▸ Page excerpt
┄┄┄┄┄┄┄┄┄┄┄┄┄┄┄┄┄┄┄┄

Thanks, guys. Thanks for the added pressure.
Against the odds, I emerged from my ordeal as a best man mostly unscathed (unless dagger-stares from elderly relatives leave permanent scars). I’ve now had time to reflect on what worked and what didn’t.
And, wouldn’t you know, some of the tips apply rather snugly to copywriting…
Vary the pacing
Short one-liners, extended stories, questions to the audience, crowd participation – varying your pacing keeps people on their toes. Take them on a journey. But think epic adventure, not long family car trip to Torquay.
As for your copy? Mix up it there too. Bullet points, short sentences, longer sentences, questions, tales – use what you need to keep it interesting. Heck, throw in a badger, if it fits.
Tell a story. Make it personal.
People love stories. Yet, some of the so called “hilarious” speeches on YouTube are no more than nervous BMs reading stolen one-liners from a sweaty sheet of paper.
Instead of rehashing tired old lines, get personal and tell a story. Who doesn’t perk up in interest when they hear the words “Let me tell you a story about the time…”
Unearth the unusual.
This is an old journalism saying.
Everyone has a tale about the groom drinking too much. But not everyone can tell a story about the time he woke up in the penguin enclosure with a mouth full of raw sea bass.
Unearth the unusual. Surprise an audience. And of course, apply the same logic to your copy. (Example: are you a web development company, or the only web development company that works from a disused nuclear bunker?)
If you can’t be creative, be clear.
Ditch the pretentious language. In its place use short, punchy wording. And try and keep the matey jargon to a minimum (not everyone in the room knows what your internal slang means). And that applies to you too, Mr. Technology Company Website.

┄┄┄┄┄┄┄┄┄┄┄┄┄┄┄┄┄┄┄┄

▸ About this task
According to the piece on best-man speech tips for copywriting, why should matey jargon be kept to a minimum? None of the lines in the collected data are needed here.

▸ Collected data
┄┄┄┄┄┄┄┄┄┄┄┄┄┄┄┄┄┄┄┄

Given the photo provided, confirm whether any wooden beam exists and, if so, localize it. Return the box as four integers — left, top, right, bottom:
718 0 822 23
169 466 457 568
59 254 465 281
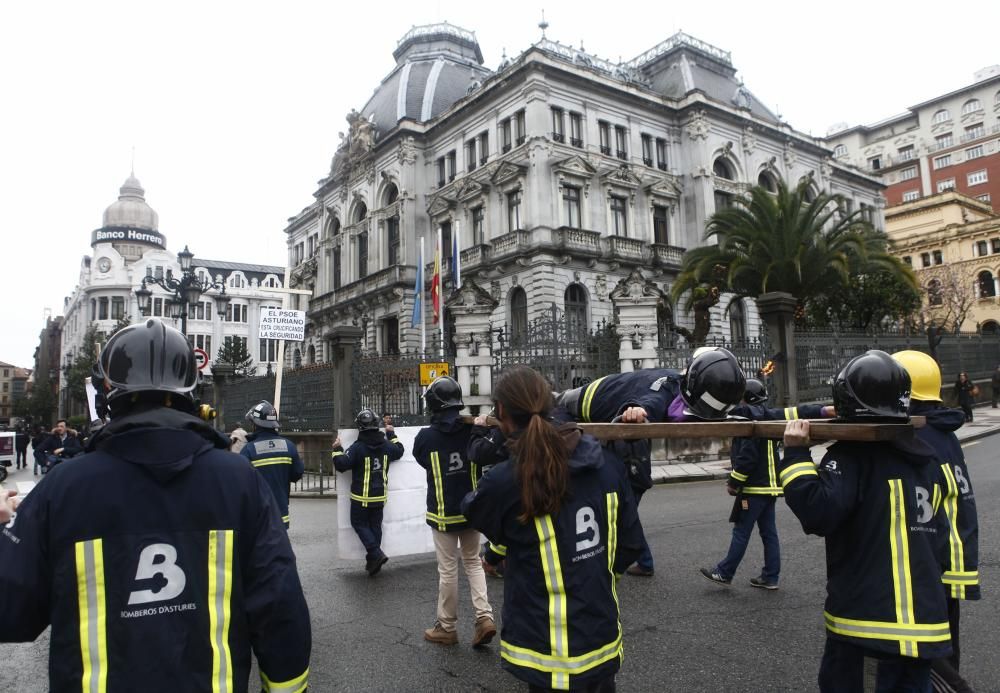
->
463 416 925 442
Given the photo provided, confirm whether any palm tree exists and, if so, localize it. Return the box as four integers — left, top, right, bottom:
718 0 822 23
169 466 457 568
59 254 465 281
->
671 179 916 322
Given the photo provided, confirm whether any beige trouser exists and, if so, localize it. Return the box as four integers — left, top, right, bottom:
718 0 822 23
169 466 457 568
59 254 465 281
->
431 529 493 631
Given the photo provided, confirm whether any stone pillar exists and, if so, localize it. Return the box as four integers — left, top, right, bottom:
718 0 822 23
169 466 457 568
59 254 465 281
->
610 269 664 373
330 325 364 429
757 291 799 407
445 279 497 408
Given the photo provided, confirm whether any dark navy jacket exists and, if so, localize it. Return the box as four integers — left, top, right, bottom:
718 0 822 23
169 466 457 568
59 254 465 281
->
570 368 681 423
781 438 951 659
729 404 822 496
413 409 481 532
910 400 980 599
462 429 642 690
333 430 403 508
240 429 305 527
0 408 311 693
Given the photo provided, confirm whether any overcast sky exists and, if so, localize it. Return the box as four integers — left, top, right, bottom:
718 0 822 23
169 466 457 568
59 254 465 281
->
0 0 1000 366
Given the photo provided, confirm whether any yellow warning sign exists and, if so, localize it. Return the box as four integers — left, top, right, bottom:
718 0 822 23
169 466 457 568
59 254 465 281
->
420 363 449 386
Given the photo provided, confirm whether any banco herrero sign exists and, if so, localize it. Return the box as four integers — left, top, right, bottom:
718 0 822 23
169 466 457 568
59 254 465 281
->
90 228 167 248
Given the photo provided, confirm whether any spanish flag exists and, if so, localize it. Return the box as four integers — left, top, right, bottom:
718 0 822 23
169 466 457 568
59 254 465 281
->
431 227 441 325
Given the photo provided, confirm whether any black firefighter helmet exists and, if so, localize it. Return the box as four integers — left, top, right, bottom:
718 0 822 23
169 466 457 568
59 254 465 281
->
743 378 767 404
833 349 910 421
246 400 278 429
93 318 198 413
424 375 465 412
354 409 378 431
681 347 746 419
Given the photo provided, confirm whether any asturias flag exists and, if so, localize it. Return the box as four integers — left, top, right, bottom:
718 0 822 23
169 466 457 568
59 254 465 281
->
431 229 441 325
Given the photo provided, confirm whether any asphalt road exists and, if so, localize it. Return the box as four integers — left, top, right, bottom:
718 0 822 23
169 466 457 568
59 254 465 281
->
0 436 1000 693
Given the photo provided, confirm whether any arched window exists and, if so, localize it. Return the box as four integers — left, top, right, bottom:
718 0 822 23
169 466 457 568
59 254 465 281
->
757 171 778 193
962 99 983 115
509 286 528 344
354 200 368 224
563 284 587 339
976 270 997 298
712 156 736 180
729 298 747 344
927 279 944 306
383 183 400 266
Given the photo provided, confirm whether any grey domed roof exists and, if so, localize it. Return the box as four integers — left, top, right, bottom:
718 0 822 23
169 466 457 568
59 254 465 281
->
104 175 160 231
361 23 491 135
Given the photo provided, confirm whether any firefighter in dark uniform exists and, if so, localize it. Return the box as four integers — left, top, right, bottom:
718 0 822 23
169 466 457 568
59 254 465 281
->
240 401 305 529
701 378 830 590
0 319 311 692
462 366 641 693
333 409 403 576
413 376 497 647
556 347 746 577
892 351 980 692
780 351 951 692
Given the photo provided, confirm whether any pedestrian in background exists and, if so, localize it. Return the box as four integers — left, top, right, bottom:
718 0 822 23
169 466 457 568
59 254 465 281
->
413 376 497 647
333 409 403 577
954 371 977 423
990 364 1000 409
462 366 642 693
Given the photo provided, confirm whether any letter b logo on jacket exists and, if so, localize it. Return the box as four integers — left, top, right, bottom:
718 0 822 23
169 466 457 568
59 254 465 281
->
128 544 187 604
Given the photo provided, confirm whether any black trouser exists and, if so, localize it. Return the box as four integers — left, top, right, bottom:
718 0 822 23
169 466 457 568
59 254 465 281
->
819 633 931 693
528 674 615 693
931 597 972 693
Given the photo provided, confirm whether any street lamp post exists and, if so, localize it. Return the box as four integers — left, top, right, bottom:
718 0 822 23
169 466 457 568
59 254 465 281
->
135 246 232 336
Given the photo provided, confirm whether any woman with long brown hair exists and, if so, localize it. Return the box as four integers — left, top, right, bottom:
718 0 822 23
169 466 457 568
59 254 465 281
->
462 366 642 693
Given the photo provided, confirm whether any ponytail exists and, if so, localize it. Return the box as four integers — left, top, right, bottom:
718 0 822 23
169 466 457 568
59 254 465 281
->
494 366 569 522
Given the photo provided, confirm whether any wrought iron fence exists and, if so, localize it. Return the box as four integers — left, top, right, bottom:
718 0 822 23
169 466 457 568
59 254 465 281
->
493 304 621 391
796 330 1000 402
351 352 455 426
656 332 771 377
216 363 334 431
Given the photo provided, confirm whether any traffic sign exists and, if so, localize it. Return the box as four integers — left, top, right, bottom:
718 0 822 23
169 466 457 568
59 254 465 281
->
420 363 448 385
194 348 208 371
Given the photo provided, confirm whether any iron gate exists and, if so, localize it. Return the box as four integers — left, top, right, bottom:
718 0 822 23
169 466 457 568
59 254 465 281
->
493 304 621 391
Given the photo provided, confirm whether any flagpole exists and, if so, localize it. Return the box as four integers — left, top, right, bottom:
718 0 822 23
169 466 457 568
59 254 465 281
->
417 236 427 358
437 226 444 359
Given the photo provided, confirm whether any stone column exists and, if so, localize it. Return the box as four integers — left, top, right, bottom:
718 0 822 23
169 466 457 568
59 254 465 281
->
330 325 364 429
610 269 665 373
757 291 799 407
445 279 497 408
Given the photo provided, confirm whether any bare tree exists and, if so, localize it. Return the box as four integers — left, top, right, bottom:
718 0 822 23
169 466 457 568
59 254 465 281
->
916 265 978 333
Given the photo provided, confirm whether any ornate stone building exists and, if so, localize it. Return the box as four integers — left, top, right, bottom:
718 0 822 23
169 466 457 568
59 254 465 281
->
285 24 881 382
58 175 285 416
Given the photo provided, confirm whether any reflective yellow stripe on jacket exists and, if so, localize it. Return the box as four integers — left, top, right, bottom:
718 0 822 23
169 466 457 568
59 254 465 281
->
941 463 979 599
580 376 607 421
260 669 309 693
76 539 108 693
208 529 233 693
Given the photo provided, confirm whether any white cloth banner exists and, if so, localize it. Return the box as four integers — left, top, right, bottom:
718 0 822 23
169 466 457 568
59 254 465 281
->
337 426 434 558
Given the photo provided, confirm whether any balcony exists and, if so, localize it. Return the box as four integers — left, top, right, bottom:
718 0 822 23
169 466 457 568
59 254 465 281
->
608 236 646 263
490 231 531 262
649 243 687 269
553 226 601 257
461 243 492 270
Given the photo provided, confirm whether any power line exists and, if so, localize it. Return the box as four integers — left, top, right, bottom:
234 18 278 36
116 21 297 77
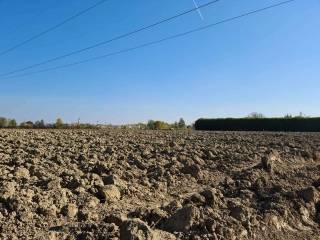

┄┄┄┄┄┄┄┄┄┄┄┄┄┄┄┄┄┄┄┄

▸ Your response
Not everyone in the room knows what your internal slang means, so matey jargon should be kept to a minimum.